TUGAS LATIHAN:
**a)** Dalam bacaan tentang pelonggaran pembatasan perjalanan di Eropa, berapa persen kerugian yang diestimasikan Komisi UE untuk perusahaan pelayaran?
**b)** Teruskan bacaan tentang pelonggaran pembatasan perjalanan di Eropa, mulai setelah kalimat terakhirnya.

BACAAN UNTUK DITELAAH:
•••
KOMPAS.com – Penurunan kasus virus corona di Eropa membuat beberapa negara Uni Eropa (UE) melonggarkan langkah pencegahan penyebaran virus tersebut.
Mengutip Schengenvisainfo.com, Rabu (6/5/2020), salah satu langkah tersebut terkait dengan larangan masuk dan pembatasan perjalanan.
Namun beberapa negara UE lain, masih skeptis akan keputusan tersebut. Mereka mempertanyakan apakah membuka batas negara merupakan keputusan yang tepat.
Baca juga: Wacana Paspor Imunitas Cile yang Dinilai Kontroversial, Apa Itu?
Pada April 2020, World Health Organization (WHO) khawatir akan beberapa negara UE yang terdampak virus corona dalam skala besar.
Kekhawatiran tersebut terkait kemungkinan negara-negara tersebut membuka pembatasan terlalu cepat, sehingga menimbulkan penyebaran yang lebih luas.
Pandemi corona menyebabkan hancurnya ekonomi global. Salah satu yang paling terdampak adalah industri pariwisata.
Tidak hanya negara-negara Eropa selatan, Jerman juga terkena imbasnya.
Komisi UE telah mengestimasikan perusahaan pelayaran menjadi yang paling terkena pukulan keras, dengan kerugian 90 persen.
Tahun ini, industri agen perjalanan diperkirakan mengalami penurunan pemesanan paket tur hingga 70 persen.
•••
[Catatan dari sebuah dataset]
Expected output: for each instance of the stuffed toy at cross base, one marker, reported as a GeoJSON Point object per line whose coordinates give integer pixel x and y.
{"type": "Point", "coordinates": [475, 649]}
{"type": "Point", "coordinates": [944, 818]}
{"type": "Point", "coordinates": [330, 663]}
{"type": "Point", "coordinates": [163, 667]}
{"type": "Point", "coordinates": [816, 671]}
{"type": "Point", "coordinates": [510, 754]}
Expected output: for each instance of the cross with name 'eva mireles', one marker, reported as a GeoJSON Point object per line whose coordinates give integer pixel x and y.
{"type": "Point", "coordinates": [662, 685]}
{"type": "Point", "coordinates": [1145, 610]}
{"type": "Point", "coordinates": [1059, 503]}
•••
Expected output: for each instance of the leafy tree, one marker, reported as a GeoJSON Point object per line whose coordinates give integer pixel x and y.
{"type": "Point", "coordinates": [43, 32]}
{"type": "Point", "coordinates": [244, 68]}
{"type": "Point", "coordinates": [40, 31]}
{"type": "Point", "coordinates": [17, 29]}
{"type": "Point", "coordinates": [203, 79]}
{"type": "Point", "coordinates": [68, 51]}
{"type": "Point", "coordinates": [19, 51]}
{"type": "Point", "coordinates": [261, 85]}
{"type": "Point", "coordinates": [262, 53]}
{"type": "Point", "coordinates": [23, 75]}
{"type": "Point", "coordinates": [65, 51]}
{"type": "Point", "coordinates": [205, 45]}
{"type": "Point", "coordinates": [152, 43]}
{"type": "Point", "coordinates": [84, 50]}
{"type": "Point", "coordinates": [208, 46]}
•••
JAWABAN LATIHAN:
**a)** Komisi UE mengestimasikan kerugian perusahaan pelayaran sebesar 90 persen.

**b)**
Sebanyak 10 persen dari produk domestik bruto (GDP) dihasilkan oleh industri pariwisata di UE.
Di beberapa negara seperti Yunani atau Malta, industri agen perjalanan bahkan menyumbang 20 – 25 persen GDP.
Menurut Komisi UE, Spanyol diperkirakan menghasilkan 157 miliar dolar AS setara Rp 2 triliun di sektor pariwisata.
Baca juga: WHO Kritik Wacana Paspor Imunitas di Beberapa Negara
Sementara hotel dan operator tur di Jerman menghasilkan 240 miliar Euro setara dengan Rp 3 triliun per tahun.
Chief Executive untuk TUI AG yang merupakan kelompok pariwisata terbesar di dunia, Fritz Joussen, mendesak UE untuk mengangkat pembatasan perjalanan yang telah diberlakukan.
Joussen juga menyarankan agar UE menyusun jadwal perjalanan dan memungkinkan untuk melaksanakan liburan pada 2020.